Exercise details: Can you give the data again from its first line through the line containing "<point>237,288</point>", swapping "cloudy sky" for "overcast sky" and leaving everything else unchanged? Return only those lines.

◆ ◆ ◆ ◆

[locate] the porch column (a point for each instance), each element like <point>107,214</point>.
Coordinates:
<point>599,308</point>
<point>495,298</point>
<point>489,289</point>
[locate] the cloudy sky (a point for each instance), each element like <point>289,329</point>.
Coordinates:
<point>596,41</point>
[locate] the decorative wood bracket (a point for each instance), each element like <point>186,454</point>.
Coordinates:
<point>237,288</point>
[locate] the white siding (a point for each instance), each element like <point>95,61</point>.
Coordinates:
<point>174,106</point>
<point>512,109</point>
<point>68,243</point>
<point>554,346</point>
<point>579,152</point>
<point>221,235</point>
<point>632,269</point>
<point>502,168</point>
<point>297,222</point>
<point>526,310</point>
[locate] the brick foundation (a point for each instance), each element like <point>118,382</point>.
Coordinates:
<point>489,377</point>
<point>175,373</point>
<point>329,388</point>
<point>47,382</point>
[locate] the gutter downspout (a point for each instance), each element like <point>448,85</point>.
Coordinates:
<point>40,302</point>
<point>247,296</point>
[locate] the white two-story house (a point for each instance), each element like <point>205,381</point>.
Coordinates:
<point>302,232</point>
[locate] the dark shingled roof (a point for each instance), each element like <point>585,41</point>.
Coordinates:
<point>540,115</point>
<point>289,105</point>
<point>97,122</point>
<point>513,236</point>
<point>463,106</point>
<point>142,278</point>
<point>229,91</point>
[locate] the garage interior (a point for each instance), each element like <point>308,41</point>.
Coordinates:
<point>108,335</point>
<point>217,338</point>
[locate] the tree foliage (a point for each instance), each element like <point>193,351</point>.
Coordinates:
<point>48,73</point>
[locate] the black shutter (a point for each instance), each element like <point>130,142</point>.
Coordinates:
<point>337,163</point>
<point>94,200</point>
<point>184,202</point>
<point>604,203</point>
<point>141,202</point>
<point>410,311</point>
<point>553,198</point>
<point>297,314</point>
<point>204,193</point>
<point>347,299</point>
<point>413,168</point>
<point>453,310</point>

◆ ◆ ◆ ◆

Response for this exercise:
[locate] the porch column (a point for each instance), each element like <point>107,214</point>.
Coordinates:
<point>599,308</point>
<point>495,298</point>
<point>489,289</point>
[locate] the overcast sky (a point for each instance), each element like <point>289,329</point>.
Coordinates:
<point>596,41</point>
[locate] the decorative wood bracket (a point for each instance), each element like <point>186,454</point>.
Coordinates:
<point>237,288</point>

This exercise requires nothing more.